• [Data supplied]
===============
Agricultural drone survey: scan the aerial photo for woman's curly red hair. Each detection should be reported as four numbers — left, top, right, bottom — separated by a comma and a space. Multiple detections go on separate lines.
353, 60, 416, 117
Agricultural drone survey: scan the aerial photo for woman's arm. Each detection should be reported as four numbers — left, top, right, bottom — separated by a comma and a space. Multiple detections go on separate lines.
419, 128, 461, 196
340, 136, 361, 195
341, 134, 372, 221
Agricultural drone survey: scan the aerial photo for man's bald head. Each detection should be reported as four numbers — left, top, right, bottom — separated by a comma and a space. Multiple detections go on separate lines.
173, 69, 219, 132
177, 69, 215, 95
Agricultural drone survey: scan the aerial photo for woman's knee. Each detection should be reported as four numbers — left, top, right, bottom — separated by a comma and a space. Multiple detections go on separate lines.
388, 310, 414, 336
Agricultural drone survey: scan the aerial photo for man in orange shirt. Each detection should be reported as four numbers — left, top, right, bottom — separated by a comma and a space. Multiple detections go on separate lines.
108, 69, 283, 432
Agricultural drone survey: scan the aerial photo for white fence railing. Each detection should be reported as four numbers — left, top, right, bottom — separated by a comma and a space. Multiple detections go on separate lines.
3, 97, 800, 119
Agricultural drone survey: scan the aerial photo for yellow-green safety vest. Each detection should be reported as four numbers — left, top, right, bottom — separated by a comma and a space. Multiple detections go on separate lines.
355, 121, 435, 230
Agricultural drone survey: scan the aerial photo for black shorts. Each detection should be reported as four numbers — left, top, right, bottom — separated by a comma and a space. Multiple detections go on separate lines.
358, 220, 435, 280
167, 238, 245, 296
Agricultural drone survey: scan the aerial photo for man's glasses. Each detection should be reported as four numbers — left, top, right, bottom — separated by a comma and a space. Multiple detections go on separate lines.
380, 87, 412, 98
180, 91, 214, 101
===============
From the line containing "Agricultural drone survey: scan the aerial photo for man in" through the last line of the records, output each line exactly and nothing more.

Agricultural drone survey: scan the aerial photo for man in orange shirt. Each detection should be reported as four numbers — left, top, right, bottom — separated by a comma and a space. Multiple detections go on separate lines.
108, 69, 283, 432
Agricultural drone survey: scan the aerial photo for white fence railing. Each detection should be reported as four numbers — left, top, right, bottom — separated by a comma and a space. Multiple detections go on separate lines.
3, 97, 800, 119
Agricultural drone survey: scan the aerial photo for yellow-green safety vest. Each detection should be reported as four numbers — left, top, right, bottom — separated by a comma and a space. Multiple detections go on separate lines.
355, 121, 435, 230
Agricultural drone survey: scan the aerial photo for black shorts. Each detection should be reported as four numbers — left, top, right, bottom — separated by a comma and a space. Multiple detections go on separate lines.
358, 220, 435, 280
167, 238, 245, 296
Agricultural drone survey: scan the aerial photo for man's glasses. Each detection should be reported as four numbers — left, top, right, bottom — separated by a comma and a space. Multiple detections go on separate lines.
380, 87, 412, 98
180, 91, 214, 101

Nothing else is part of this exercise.